Task directions – Without including any picture, transcribe the entries below word for word.

[Point localization data]
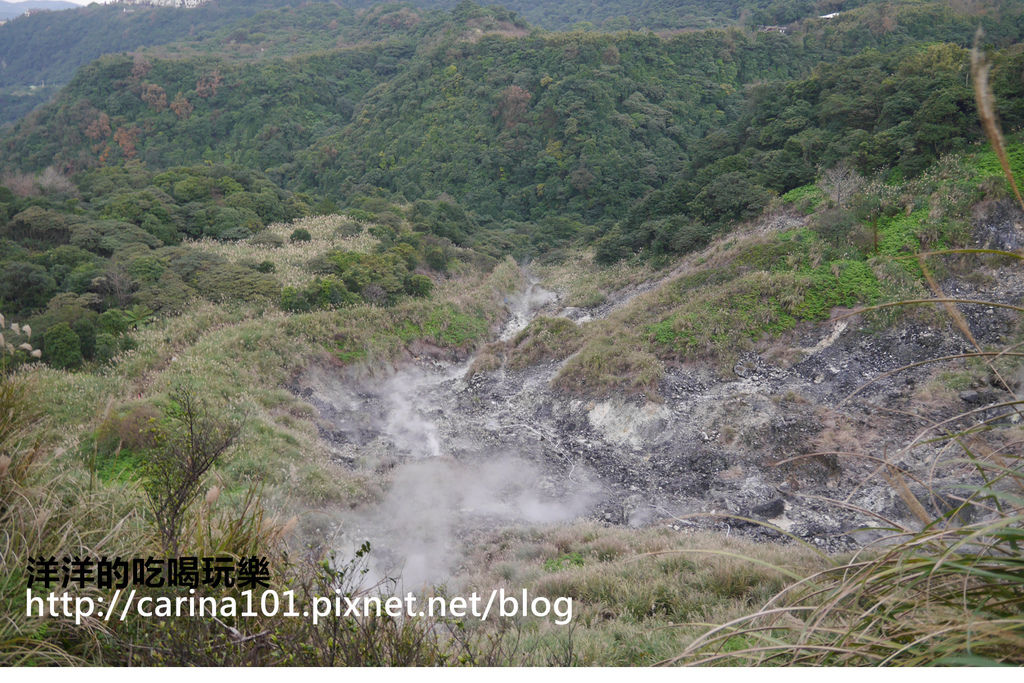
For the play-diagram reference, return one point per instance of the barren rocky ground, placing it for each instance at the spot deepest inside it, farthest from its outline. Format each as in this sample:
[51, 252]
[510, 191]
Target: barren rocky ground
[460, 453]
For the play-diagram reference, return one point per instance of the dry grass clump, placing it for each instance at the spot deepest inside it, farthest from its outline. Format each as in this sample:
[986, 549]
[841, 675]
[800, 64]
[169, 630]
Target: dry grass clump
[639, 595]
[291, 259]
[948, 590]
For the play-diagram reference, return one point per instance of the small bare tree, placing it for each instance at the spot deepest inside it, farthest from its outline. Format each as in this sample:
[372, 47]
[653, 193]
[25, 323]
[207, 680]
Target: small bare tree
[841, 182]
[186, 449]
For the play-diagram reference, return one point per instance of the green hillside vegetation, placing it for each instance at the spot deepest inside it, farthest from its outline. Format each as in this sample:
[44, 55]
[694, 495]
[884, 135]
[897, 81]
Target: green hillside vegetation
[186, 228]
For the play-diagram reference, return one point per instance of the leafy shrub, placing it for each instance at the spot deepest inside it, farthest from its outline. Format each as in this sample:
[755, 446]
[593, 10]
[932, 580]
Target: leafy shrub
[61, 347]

Answer –
For the play-diagram reference, return one point per instance of the barren rocky ground, placing it for each instance at the spot deepest inside it, farthest from its outline. Format each as in this sample:
[51, 252]
[510, 191]
Target: barren rocky ground
[460, 453]
For the play-diagram reference, return one point per instance of the dry grass clump, placing it for each instance at the spot deepest inside it, farthest from its outline. Format each as in this sample:
[986, 549]
[841, 675]
[800, 64]
[169, 630]
Target: dry grass clump
[639, 595]
[291, 259]
[948, 590]
For the play-diagram reference, return one point per instance of the small bare tree, placing it for each instance at the spot deepest inside it, farthest from its outline. Format each as in this sample:
[372, 47]
[653, 193]
[25, 323]
[207, 680]
Target: small bare tree
[841, 182]
[186, 449]
For the play-diagram reference, return one point per instance of the green hillside vegetation, placing it for each instance at the spot deepest inside it, farthest from its outline. Format each as in this sample:
[44, 55]
[694, 495]
[884, 135]
[897, 81]
Target: green hillside vegetation
[186, 228]
For the play-diagram reference, return one point per instance of the leafy shrub, placing it for each instance at the spot deepest inside it, farthest from its outline. Format each as in this sample:
[755, 446]
[593, 10]
[932, 580]
Target: leafy shrub
[61, 347]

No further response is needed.